■ **Consigne détaillée**
Pouvez-vous recopier à l'identique le passage de l'extrait sur le Mali, ci-dessous, en commençant à "Introduction : Françoise" et en terminant à "en présence permanente." ?

■ **Extrait de page**
>>>>
Animation : Françoise Alamartine, responsable de la commission Transnationale, Gérard Lansade, membre du Groupe Afrique et de l’association « Avec et pour le Mali ».

Intervenant-es : Bintou Diallo, présidente du Parti Vert malien, N’Fa Diabate, vice- président, maire de Tienfala, 6900 H – Ousmane B.Diallo, éleveur, représentant de la Cnop1– Housseini Saye, maire de Bandiagara, 25000H, pays Dogon – Nicole Kiil-Nielsen, députée européenne 2009/2014.

Introduction : Françoise Alamartine, responsable de la commission Transnationale

Après l’opération militaire « Serval, » l’important pour EELV était de parvenir à « gagner la paix », c’est à dire favoriser un autre développement seul à même d’éviter d’autres conflits. Il nous a donc semblé nécessaire un an et demi après de faire le bilan de cette intervention et de ses suites.

Aujourd’hui, « Barkhane » a succédé, depuis le 1er août, à « Serval » et 3000 hommes se sont installés dans le Nord du Mali. Ce qui devait être une opération limitée dans le temps semble se transformer en présence permanente.

Certes, la région Nord n’est pas stabilisée. Bien sûr, les problèmes en Libye peuvent être menaçants. Mais la question n’est-elle pas plutôt, comme partout, que nos gouvernements ne s’attaquent pas aux causes. Qu’ils ne savent pas ou ne veulent pas, car le bellicisme et les guerres sont des solutions commodes en temps de « crises » justement « Comment gagner la paix ? ».
<<<<
■ **Lignes extraites**
>>>>
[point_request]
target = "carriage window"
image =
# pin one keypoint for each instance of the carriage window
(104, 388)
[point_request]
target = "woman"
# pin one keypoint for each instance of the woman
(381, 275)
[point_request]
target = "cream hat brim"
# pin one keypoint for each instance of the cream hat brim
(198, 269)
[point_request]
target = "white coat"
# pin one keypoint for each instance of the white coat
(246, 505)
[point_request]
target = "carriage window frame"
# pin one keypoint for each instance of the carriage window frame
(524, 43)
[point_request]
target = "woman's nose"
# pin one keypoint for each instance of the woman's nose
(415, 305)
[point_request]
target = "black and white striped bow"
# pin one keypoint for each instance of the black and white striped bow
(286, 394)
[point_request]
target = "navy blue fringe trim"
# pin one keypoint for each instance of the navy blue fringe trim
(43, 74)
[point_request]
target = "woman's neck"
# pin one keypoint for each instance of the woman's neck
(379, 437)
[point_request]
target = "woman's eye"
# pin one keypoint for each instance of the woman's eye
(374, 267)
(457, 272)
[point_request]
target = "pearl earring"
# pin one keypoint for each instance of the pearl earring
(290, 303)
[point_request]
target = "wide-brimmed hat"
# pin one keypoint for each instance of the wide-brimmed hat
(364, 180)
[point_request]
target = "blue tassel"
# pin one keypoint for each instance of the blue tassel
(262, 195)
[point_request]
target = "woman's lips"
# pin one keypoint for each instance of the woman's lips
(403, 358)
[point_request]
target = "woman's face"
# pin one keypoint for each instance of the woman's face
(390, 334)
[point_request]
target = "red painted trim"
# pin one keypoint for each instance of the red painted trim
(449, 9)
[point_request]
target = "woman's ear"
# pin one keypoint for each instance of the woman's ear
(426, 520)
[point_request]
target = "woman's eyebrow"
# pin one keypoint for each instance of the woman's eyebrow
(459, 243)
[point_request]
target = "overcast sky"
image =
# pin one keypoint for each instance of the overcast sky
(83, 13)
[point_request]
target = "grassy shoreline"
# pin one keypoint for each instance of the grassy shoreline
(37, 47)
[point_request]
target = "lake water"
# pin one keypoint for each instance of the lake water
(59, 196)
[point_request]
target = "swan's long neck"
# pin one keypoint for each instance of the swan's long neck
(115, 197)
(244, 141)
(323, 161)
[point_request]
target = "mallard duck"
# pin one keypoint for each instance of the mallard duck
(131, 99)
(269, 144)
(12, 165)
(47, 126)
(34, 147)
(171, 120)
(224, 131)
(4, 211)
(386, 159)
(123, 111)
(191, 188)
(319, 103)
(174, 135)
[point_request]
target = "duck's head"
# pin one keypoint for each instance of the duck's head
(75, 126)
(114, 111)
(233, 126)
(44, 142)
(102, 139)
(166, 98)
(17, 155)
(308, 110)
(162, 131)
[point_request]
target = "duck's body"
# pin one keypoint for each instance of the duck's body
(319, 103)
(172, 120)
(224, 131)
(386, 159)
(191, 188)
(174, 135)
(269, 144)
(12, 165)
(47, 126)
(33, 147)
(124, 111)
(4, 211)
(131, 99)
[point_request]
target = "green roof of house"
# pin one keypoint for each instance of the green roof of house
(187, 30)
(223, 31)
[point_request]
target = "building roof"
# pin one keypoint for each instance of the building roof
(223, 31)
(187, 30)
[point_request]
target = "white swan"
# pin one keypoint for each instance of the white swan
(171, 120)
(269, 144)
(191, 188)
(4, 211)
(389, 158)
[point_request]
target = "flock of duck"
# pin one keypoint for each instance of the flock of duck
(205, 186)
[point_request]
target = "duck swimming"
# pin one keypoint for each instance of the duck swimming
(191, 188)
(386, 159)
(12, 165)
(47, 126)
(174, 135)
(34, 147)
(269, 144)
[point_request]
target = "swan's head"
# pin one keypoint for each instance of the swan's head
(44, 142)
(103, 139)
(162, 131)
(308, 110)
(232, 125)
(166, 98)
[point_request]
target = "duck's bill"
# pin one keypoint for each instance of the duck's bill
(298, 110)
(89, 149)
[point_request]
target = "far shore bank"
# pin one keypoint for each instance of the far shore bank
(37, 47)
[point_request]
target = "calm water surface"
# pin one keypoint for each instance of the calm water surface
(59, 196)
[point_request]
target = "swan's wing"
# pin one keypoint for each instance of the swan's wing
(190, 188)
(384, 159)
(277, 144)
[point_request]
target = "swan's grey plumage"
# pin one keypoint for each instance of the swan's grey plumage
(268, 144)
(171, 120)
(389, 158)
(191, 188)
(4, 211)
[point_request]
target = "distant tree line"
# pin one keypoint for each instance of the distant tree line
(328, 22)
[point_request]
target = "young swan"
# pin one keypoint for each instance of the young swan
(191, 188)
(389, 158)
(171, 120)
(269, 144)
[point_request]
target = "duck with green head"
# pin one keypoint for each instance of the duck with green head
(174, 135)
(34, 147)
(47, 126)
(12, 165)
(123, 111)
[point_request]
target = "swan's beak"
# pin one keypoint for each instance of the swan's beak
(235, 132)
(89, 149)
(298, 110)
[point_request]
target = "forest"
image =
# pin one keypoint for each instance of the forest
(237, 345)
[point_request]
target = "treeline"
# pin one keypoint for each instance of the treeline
<<<<
■ **Résultat obtenu**
Introduction : Françoise Alamartine, responsable de la commission Transnationale

Après l’opération militaire « Serval, » l’important pour EELV était de parvenir à « gagner la paix », c’est à dire favoriser un autre développement seul à même d’éviter d’autres conflits. Il nous a donc semblé nécessaire un an et demi après de faire le bilan de cette intervention et de ses suites.

Aujourd’hui, « Barkhane » a succédé, depuis le 1er août, à « Serval » et 3000 hommes se sont installés dans le Nord du Mali. Ce qui devait être une opération limitée dans le temps semble se transformer en présence permanente.